- Document section
Re: Is there an array explode function/transform?

Robert Bradshaw Thu, 14 Jan 2021 11:26:02 -0800

I think it makes sense to allow specifying more than one, if desired. This
is equivalent to just stacking multiple Unnests. (Possibly one could even
have a special syntax like "*" for all array fields.)


On Thu, Jan 14, 2021 at 10:05 AM Reuven Lax <re...@google.com> wrote:

> Should Unnest be allowed to specify multiple array fields, or just one?
>
> On Wed, Jan 13, 2021 at 11:59 PM Manninger, Matyas <
> matyas.mannin...@veolia.com> wrote:
>
>> I would also not unnest arrays nested in arrays just the top-level array
>> of the specified fields.
>>
>> On Wed, 13 Jan 2021 at 20:58, Reuven Lax <re...@google.com> wrote:
>>
>>> Nested fields are not part of standard SQL AFAIK. Beam goes further and
>>> supports array of array, etc.
>>>
>>> On Wed, Jan 13, 2021 at 11:42 AM Kenneth Knowles <k...@apache.org>
>>> wrote:
>>>
>>>> Just the fields specified, IMO. When in doubt, copy SQL. (and I mean
>>>> SQL generally, not just Beam SQL)
>>>>
>>>> Kenn
>>>>
>>>> On Wed, Jan 13, 2021 at 11:17 AM Reuven Lax <re...@google.com> wrote:
>>>>
>>>>> Definitely could be a top-level transform. Should it automatically
>>>>> unnest all arrays, or just the fields specified?
>>>>>
>>>>> We do have to define the semantics for nested arrays as well.
>>>>>
>>>>> On Wed, Jan 13, 2021 at 10:57 AM Robert Bradshaw <rober...@google.com>
>>>>> wrote:
>>>>>
>>>>>> Ah, thanks for the clarification. UNNEST does sound like what you
>>>>>> want here, and would likely make sense as a top-level relational 
>>>>>> transform
>>>>>> as well as being supported by SQL.

- To be done
a – Reproduce the Unnest thread from "Robert Bradshaw Thu, 14" up to and including "or just one?".
b – Continue the Unnest thread past its final line.
The records below are separate from the Unnest thread.

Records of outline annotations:

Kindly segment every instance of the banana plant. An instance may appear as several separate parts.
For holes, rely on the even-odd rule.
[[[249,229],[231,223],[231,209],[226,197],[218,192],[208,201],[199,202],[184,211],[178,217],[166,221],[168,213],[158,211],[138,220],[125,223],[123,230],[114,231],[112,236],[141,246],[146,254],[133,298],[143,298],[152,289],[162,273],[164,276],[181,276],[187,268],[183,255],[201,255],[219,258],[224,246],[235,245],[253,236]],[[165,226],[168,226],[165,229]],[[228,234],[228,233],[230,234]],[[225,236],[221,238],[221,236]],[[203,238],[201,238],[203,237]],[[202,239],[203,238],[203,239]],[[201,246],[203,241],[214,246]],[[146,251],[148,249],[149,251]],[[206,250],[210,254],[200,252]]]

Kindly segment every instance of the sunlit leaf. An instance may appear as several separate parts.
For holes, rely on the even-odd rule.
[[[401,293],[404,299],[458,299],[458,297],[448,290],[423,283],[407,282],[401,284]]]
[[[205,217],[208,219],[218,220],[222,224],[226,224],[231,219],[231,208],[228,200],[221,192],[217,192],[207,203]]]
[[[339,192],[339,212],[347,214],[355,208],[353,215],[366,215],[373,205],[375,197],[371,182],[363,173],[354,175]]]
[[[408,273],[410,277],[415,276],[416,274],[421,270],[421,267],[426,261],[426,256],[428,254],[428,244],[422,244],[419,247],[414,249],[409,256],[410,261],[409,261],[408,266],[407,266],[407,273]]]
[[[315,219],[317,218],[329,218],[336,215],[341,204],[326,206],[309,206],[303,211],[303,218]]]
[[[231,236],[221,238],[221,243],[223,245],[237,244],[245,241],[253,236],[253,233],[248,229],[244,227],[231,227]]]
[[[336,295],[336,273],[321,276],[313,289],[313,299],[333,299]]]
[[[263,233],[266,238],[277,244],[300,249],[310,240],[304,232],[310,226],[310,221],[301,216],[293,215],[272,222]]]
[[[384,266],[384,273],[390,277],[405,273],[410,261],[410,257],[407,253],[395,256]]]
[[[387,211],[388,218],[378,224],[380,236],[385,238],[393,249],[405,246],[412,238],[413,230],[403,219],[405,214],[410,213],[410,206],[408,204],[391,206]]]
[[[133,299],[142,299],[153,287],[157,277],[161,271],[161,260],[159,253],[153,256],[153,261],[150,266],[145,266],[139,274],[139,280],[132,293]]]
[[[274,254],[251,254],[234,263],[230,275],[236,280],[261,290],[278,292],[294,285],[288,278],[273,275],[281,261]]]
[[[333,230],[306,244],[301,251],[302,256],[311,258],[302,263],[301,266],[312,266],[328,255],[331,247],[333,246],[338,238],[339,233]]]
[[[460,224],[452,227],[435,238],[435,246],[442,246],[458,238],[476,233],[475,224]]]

- Written answers
a –
Robert Bradshaw Thu, 14 Jan 2021 11:26:02 -0800

I think it makes sense to allow specifying more than one, if desired. This
is equivalent to just stacking multiple Unnests. (Possibly one could even
have a special syntax like "*" for all array fields.)


On Thu, Jan 14, 2021 at 10:05 AM Reuven Lax <re...@google.com> wrote:

> Should Unnest be allowed to specify multiple array fields, or just one?

b –
>>>>>>
>>>>>> On Wed, Jan 13, 2021 at 10:53 AM Tao Li <t...@zillow.com> wrote:
>>>>>>
>>>>>>> @Kyle Weaver <kcwea...@google.com> sure thing! So the input/output
>>>>>>> definition for the Flatten.Iterables
>>>>>>> <https://beam.apache.org/releases/javadoc/2.25.0/org/apache/beam/sdk/transforms/Flatten.Iterables.html>
>>>>>>> is:
>>>>>>>
>>>>>>>
>>>>>>>
>>>>>>> Input: PCollection<Iterable<T>
>>>>>>>
>>>>>>> Output: PCollection<T>
>>>>>>>
>>>>>>>
>>>>>>>
>>>>>>> The input/output for a explode transform would look like this:
>>>>>>>
>>>>>>> Input:  PCollection<Row> The row schema has a field which is an
>>>>>>> array of T
>>>>>>>
>>>>>>> Output: PCollection<Row> The array type field from input schema is
>>>>>>> replaced with a new field of type T. The elements from the array type 
>>>>>>> field
>>>>>>> are flattened into multiple rows in the new table (other fields of input
>>>>>>> table are just duplicated.
>>>>>>>
>>>>>>>
>>>>>>>
>>>>>>> Hope this clarification helps!
>>>>>>>
>>>>>>>
>>>>>>>
>>>>>>> *From: *Kyle Weaver <kcwea...@google.com>
>>>>>>> *Reply-To: *"user@beam.apache.org" <user@beam.apache.org>
>>>>>>> *Date: *Tuesday, January 12, 2021 at 4:58 PM
>>>>>>> *To: *"user@beam.apache.org" <user@beam.apache.org>
>>>>>>> *Cc: *Reuven Lax <re...@google.com>
>>>>>>> *Subject: *Re: Is there an array explode function/transform?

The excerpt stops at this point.